Goal =>
From the line containing "Target: pink rose bud" through the last line of the data, return those lines exactly as written and nothing more.

(Saved data entries)
---------------

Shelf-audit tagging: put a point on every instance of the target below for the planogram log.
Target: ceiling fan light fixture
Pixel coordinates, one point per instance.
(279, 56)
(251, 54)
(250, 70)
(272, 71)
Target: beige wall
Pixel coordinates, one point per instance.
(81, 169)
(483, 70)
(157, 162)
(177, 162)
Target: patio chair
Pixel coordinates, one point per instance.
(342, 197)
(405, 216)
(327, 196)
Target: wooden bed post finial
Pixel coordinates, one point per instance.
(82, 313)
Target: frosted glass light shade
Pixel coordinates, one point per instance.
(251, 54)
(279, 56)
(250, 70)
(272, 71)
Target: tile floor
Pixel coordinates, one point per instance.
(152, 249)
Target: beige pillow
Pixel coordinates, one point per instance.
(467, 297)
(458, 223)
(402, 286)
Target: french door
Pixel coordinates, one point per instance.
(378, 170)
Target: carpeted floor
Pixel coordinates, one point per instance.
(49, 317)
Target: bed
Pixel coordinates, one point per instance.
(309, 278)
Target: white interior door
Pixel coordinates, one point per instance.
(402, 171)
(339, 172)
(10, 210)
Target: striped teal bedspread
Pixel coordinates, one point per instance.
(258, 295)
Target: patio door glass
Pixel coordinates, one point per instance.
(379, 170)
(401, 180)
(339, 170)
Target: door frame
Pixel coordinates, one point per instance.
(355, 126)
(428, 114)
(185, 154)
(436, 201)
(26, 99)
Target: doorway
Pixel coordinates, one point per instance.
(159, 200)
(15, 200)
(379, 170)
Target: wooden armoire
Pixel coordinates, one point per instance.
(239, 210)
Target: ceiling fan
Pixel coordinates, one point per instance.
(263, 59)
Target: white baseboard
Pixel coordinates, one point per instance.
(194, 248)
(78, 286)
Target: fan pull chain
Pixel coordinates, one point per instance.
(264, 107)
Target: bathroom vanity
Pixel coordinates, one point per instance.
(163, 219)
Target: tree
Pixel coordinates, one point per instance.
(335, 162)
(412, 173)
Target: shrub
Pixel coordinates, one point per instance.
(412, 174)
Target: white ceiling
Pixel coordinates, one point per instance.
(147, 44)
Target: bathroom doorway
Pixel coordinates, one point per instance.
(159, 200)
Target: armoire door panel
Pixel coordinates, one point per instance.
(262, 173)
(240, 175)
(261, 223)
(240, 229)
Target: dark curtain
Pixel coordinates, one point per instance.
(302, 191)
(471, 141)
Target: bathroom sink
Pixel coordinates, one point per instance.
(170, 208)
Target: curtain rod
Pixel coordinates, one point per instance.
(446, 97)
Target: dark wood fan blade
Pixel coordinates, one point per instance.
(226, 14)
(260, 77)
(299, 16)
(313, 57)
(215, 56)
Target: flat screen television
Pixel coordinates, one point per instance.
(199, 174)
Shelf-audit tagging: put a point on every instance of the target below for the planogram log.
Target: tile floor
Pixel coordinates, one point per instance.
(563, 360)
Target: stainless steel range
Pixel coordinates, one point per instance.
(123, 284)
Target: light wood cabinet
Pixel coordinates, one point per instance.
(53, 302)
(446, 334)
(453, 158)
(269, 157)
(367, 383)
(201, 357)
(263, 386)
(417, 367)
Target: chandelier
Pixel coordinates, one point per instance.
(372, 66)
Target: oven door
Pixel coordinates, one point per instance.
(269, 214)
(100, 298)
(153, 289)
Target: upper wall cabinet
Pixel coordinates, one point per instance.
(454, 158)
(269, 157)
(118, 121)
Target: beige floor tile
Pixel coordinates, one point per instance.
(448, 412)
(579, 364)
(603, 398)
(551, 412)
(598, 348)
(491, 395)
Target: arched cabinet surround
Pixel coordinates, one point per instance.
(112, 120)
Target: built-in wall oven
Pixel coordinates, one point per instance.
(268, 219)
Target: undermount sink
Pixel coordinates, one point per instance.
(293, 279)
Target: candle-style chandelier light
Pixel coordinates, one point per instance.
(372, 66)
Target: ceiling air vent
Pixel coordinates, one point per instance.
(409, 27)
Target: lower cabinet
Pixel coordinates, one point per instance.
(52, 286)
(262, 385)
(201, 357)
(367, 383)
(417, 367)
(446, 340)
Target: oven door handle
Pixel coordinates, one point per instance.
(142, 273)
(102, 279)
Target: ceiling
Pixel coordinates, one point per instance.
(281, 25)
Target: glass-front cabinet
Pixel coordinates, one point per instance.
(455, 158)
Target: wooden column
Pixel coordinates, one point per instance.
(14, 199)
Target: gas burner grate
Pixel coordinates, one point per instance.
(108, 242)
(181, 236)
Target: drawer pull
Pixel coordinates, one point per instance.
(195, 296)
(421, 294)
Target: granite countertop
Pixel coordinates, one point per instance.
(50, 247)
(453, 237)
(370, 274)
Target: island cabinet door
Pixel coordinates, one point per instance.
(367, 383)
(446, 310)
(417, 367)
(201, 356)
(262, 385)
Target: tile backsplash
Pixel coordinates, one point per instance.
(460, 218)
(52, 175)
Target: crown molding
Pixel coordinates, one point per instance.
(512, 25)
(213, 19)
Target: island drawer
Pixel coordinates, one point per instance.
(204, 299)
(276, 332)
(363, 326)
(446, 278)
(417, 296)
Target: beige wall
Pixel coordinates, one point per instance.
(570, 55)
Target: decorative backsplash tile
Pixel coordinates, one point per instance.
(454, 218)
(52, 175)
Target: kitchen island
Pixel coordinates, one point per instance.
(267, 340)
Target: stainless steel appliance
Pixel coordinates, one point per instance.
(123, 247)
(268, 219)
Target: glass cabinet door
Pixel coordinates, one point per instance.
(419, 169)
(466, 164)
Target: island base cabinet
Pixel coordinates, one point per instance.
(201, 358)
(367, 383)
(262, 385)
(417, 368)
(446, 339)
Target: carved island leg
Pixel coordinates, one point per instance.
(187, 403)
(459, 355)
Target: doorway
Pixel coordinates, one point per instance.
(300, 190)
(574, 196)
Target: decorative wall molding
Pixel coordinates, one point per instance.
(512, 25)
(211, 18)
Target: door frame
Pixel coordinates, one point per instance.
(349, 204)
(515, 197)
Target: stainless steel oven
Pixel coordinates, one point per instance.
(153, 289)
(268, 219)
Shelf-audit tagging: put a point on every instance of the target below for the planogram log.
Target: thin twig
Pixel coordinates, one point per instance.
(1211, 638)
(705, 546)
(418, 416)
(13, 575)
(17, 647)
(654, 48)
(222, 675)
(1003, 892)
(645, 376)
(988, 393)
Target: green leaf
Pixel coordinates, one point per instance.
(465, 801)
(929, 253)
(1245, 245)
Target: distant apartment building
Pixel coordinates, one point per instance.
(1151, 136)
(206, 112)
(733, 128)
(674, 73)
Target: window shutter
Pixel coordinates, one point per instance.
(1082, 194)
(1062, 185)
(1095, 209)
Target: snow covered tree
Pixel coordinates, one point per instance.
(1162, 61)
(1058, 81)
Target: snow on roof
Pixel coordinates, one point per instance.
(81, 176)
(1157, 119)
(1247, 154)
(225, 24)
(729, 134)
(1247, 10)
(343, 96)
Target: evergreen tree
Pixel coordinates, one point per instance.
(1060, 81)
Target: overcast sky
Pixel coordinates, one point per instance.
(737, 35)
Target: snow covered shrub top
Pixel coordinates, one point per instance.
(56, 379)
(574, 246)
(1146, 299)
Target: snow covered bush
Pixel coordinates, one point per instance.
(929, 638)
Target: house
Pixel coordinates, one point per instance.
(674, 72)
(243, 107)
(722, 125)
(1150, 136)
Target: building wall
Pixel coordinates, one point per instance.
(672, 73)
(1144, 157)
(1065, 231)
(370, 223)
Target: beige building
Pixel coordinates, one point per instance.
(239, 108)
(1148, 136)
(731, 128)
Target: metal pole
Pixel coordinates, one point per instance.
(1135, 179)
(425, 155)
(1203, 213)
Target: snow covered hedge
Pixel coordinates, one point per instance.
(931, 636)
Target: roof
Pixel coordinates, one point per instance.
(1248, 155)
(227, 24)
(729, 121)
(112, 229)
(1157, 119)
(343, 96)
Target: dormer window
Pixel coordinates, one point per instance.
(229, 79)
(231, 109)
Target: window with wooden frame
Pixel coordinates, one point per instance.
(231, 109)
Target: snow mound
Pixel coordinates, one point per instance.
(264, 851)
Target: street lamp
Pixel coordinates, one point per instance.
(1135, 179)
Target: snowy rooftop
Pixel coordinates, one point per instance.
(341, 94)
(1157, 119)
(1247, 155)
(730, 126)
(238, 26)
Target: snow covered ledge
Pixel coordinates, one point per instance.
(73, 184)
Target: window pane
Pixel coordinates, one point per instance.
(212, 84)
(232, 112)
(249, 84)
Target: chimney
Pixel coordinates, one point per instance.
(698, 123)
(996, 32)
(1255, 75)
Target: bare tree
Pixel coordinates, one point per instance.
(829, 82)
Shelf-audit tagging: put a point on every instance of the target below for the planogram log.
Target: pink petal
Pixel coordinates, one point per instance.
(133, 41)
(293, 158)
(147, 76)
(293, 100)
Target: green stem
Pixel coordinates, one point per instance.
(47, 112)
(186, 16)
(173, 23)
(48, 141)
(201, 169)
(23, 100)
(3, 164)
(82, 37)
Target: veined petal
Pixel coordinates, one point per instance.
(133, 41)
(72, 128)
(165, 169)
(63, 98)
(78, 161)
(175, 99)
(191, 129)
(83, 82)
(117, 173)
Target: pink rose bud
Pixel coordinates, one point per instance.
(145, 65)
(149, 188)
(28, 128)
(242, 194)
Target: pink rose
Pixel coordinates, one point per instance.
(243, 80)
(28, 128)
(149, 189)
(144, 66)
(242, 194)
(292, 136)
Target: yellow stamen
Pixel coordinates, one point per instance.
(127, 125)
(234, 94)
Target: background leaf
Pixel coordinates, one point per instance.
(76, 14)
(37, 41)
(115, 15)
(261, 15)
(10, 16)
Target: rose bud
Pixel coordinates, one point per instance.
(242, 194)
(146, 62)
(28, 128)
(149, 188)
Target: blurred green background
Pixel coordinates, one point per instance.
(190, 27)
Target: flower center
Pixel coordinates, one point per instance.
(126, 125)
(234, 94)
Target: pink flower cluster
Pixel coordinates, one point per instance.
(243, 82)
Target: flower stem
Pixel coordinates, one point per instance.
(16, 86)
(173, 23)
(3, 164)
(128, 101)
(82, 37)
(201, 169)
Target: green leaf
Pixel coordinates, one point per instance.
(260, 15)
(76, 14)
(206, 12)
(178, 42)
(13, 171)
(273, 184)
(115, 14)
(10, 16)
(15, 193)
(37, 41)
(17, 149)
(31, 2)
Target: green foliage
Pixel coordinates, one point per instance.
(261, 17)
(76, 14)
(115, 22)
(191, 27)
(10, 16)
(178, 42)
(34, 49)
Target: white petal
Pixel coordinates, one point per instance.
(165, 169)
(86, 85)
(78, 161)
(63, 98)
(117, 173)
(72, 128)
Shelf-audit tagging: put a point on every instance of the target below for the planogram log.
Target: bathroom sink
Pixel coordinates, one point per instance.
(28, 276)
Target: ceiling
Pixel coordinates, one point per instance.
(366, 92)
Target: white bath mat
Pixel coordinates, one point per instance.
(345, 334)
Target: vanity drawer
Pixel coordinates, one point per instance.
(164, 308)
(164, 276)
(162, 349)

---------------

Result of the task =>
Target: pink rose bud
Pixel coordinates, one point per instance.
(145, 65)
(149, 188)
(28, 128)
(242, 194)
Target: pink rose
Pixel coordinates, one point per instance.
(243, 80)
(28, 128)
(149, 189)
(144, 66)
(242, 194)
(292, 136)
Target: yellow stamen
Pixel coordinates, one point per instance.
(127, 125)
(234, 94)
Target: background leaf
Pixel coordinates, one point per instance.
(76, 14)
(37, 41)
(115, 15)
(261, 15)
(10, 16)
Target: rose bud
Pixel coordinates, one point per instance.
(242, 194)
(146, 62)
(28, 128)
(149, 188)
Target: blurred green background
Pixel coordinates, one point per instance.
(190, 27)
Target: flower center
Pixel coordinates, one point per instance.
(126, 125)
(234, 94)
Target: pink flower cluster
Pixel coordinates, one point per instance.
(243, 82)
Target: flower stem
Pixel coordinates, one point per instance.
(16, 86)
(173, 23)
(3, 164)
(128, 101)
(82, 37)
(201, 169)
Target: green leaf
Pixel coordinates, one point per instance.
(260, 15)
(76, 14)
(206, 12)
(178, 42)
(13, 171)
(273, 184)
(115, 14)
(10, 16)
(15, 193)
(37, 41)
(17, 149)
(31, 2)
Target: green foliage
Pixel coordinates, one point per instance.
(261, 17)
(76, 14)
(115, 22)
(191, 27)
(10, 16)
(178, 42)
(34, 49)
Target: white petal
Pixel coordinates, one point per instance.
(165, 169)
(86, 85)
(78, 161)
(63, 98)
(117, 173)
(72, 128)
Shelf-audit tagging: put a point on every instance of the target below for the planogram log.
Target: bathroom sink
Pixel coordinates, one point per instance.
(28, 276)
Target: ceiling
Pixel coordinates, one point per instance.
(366, 92)
Target: white bath mat
Pixel coordinates, one point per instance.
(345, 334)
Target: vanity drawer
Pixel coordinates, one point per instance.
(164, 308)
(164, 276)
(162, 349)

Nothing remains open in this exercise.